**Work required**
Copy exactly the lines from the "Each matching instance of the dripping" line to the end, both included, and nothing else.
======== Extracted entries ========
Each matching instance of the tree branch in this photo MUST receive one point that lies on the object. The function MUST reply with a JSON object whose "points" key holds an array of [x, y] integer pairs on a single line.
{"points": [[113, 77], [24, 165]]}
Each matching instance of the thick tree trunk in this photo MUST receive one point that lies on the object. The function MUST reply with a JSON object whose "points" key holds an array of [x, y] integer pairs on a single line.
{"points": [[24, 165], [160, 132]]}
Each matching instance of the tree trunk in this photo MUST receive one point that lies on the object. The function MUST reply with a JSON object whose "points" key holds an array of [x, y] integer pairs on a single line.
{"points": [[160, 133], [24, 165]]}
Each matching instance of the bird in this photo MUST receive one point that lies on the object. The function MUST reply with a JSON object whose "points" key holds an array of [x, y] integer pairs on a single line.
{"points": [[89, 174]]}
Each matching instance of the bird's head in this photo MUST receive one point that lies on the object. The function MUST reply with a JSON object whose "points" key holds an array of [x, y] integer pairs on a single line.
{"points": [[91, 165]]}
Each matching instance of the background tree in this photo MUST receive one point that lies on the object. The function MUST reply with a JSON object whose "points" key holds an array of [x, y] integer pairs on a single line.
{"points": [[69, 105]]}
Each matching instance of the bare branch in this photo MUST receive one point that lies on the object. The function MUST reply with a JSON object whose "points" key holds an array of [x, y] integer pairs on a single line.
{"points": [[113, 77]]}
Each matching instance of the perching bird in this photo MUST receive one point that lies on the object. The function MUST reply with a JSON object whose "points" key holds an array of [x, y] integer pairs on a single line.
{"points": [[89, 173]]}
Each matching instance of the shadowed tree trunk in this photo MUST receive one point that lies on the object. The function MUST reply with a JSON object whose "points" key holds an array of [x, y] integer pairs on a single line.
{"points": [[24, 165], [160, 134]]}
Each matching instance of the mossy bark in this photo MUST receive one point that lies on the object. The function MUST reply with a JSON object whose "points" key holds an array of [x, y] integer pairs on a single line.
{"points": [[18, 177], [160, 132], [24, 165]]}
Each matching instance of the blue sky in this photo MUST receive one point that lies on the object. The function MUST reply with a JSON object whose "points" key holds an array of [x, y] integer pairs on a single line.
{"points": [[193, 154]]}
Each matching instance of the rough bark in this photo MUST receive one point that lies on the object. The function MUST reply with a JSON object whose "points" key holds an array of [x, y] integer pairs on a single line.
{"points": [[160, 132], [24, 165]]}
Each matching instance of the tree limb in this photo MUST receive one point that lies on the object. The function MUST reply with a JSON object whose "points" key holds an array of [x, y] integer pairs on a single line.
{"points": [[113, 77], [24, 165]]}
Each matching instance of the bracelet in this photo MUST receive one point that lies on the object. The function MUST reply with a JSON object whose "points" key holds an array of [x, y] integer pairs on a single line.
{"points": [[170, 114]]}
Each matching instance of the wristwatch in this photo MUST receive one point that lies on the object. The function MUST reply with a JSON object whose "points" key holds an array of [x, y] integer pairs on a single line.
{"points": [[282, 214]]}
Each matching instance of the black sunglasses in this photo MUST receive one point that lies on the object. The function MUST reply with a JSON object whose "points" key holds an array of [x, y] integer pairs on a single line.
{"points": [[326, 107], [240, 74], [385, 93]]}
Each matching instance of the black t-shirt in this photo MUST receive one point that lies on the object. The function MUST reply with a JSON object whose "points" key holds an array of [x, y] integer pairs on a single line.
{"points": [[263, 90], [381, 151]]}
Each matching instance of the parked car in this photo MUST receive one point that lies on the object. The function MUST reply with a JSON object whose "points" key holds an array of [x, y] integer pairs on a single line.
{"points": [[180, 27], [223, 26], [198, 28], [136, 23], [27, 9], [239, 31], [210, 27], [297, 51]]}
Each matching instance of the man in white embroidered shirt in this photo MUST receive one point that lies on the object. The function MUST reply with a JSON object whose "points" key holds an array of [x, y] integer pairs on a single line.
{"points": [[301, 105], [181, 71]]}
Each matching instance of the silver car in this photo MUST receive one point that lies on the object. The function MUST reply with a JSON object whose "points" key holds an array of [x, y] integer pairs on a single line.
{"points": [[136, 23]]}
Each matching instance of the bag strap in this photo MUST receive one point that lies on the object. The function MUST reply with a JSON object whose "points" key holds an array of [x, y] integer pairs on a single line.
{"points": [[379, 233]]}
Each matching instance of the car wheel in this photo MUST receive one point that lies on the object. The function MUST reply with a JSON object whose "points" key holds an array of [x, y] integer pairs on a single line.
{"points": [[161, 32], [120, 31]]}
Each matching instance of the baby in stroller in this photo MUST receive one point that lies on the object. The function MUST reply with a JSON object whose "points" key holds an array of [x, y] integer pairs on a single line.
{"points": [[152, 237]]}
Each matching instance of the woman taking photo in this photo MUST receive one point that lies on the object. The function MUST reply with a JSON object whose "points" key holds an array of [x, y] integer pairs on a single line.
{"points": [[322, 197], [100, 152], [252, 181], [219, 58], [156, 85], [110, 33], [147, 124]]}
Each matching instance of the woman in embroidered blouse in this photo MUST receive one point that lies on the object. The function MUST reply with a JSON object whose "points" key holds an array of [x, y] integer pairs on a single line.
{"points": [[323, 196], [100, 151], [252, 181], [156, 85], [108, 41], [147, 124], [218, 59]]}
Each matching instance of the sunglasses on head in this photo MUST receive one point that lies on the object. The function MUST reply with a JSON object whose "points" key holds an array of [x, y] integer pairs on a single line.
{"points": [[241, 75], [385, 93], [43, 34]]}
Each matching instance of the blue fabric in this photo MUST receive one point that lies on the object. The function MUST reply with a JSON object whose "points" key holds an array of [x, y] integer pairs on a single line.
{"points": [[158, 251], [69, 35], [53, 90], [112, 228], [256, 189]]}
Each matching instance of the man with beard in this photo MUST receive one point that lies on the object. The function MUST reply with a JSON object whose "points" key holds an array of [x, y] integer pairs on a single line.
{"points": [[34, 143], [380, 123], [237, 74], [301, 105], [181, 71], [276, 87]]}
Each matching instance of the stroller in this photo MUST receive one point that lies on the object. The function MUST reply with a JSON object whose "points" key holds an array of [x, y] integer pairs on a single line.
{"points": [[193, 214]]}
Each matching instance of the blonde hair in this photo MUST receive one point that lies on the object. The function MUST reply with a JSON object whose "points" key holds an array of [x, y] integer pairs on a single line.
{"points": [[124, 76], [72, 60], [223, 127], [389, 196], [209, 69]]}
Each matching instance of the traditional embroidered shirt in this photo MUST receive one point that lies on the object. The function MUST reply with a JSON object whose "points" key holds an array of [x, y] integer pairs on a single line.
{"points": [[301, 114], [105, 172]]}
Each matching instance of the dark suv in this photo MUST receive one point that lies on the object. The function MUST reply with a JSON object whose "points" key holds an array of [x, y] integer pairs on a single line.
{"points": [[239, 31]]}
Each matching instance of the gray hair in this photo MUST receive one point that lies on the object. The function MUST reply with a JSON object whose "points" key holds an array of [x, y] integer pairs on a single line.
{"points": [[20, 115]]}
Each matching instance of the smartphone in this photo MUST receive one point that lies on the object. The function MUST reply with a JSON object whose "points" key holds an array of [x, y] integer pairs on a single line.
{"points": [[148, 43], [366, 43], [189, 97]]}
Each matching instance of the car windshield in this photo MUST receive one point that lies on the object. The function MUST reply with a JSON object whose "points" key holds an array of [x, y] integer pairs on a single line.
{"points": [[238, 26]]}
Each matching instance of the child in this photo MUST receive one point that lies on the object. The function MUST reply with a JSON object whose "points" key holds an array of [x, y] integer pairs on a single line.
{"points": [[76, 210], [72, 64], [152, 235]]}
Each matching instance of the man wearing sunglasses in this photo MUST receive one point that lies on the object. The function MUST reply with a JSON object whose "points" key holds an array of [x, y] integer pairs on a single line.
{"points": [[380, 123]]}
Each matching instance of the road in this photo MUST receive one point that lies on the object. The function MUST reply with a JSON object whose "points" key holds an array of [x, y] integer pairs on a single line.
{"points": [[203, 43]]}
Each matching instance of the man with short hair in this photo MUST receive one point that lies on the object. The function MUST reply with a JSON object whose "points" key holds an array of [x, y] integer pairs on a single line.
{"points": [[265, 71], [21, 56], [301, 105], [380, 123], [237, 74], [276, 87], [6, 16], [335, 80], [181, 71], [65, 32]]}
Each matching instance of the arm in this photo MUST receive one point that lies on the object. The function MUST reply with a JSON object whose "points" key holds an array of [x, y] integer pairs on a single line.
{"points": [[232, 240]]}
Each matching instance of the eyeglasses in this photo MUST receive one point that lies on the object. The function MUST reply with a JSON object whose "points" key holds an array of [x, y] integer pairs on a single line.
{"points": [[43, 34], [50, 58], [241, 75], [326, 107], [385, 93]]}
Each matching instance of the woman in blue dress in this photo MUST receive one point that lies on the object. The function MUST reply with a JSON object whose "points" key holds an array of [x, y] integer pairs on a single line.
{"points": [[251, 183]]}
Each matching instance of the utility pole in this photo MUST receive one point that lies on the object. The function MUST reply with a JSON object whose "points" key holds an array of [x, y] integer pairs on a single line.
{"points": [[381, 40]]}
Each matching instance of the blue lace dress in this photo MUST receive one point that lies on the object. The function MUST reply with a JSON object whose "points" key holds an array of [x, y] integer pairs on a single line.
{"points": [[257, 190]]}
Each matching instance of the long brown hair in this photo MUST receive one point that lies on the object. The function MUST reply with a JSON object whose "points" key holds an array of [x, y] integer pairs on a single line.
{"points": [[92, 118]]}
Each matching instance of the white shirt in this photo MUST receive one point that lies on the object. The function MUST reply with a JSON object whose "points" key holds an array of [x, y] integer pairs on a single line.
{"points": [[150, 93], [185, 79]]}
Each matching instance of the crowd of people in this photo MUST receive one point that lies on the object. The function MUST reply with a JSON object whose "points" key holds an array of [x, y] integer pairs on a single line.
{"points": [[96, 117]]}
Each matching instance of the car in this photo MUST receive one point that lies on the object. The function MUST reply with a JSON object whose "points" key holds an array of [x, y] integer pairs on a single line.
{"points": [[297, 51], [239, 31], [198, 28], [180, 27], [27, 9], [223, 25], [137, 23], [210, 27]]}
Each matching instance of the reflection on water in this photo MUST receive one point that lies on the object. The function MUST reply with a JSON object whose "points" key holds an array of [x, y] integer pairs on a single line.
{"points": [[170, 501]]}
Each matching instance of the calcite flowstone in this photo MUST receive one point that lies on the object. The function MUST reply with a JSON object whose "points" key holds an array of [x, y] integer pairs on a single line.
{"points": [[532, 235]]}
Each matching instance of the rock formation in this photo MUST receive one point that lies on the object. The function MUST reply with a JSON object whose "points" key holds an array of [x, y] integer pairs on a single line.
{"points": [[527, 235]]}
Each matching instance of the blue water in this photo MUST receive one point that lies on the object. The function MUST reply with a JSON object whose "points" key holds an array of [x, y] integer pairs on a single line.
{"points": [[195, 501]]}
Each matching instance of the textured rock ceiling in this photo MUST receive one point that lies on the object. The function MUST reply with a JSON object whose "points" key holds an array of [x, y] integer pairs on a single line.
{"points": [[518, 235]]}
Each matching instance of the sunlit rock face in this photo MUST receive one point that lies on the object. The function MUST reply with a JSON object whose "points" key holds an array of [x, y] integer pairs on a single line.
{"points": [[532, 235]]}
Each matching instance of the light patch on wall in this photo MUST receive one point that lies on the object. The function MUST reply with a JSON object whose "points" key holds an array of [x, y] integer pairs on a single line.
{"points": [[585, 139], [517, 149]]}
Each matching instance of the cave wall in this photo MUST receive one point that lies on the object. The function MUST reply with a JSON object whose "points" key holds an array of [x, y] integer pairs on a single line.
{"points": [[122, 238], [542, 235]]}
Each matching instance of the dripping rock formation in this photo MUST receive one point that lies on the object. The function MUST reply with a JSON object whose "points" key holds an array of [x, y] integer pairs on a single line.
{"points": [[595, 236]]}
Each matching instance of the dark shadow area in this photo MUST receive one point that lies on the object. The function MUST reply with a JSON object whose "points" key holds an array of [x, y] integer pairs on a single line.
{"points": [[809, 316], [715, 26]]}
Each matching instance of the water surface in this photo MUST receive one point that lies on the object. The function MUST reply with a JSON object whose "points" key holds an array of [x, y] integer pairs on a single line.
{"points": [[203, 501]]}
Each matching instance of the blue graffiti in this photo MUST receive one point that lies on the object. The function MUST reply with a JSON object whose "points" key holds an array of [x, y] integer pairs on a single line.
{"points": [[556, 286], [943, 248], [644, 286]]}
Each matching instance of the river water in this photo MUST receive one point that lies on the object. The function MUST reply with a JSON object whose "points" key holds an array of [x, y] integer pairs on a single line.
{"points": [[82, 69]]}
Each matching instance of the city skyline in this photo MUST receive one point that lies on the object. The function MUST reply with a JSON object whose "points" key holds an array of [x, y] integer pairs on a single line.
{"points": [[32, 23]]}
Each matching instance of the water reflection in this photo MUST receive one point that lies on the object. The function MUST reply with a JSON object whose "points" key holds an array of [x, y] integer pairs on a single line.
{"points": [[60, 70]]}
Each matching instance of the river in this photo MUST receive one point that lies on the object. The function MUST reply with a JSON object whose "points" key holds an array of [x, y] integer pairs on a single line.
========
**Result**
Each matching instance of the dripping rock formation in this photo MUST receive one point that lies on the object. The function MUST reply with a JSON object whose "points" key holds an array of [x, y] integer pairs on a single line.
{"points": [[595, 236]]}
Each matching instance of the dark shadow area in this photo MUST receive one point that lies on the object. The function MUST reply with a JSON object whose "points" key holds an array of [x, y] integer pairs on a single line.
{"points": [[809, 316], [715, 26]]}
Each matching instance of the water surface in this photo MUST receive one point that lies on the object. The function MUST reply with a JSON object whose "points" key holds an array of [x, y] integer pairs on a single line.
{"points": [[203, 501]]}
Each matching instance of the blue graffiti in this photo MUST receive one point that lies on the object. The function MUST reply with a JSON object whose "points" key holds an array of [x, y] integer pairs on a single line.
{"points": [[556, 286], [943, 248], [644, 286]]}
Each matching instance of the river water in this photo MUST receive one point that lies on the object. The function MUST reply with a JSON object whose "points" key holds an array of [x, y] integer pairs on a single line.
{"points": [[82, 69]]}
Each matching instance of the city skyline in this photo MUST receive one point that lies on the object. The function MUST reply with a JSON object whose "points" key holds an array of [x, y] integer pairs on a single line.
{"points": [[32, 23]]}
Each matching instance of the water reflection in this photo MUST receive one point that lies on the object. The function MUST reply with a JSON object whose "points" key holds an array of [x, y] integer pairs on a single line.
{"points": [[60, 70]]}
Each matching instance of the river in this photo MUST receive one point that lies on the object. The function MUST reply with a JSON object whose "points" key holds an array of [x, y] integer pairs on a single line.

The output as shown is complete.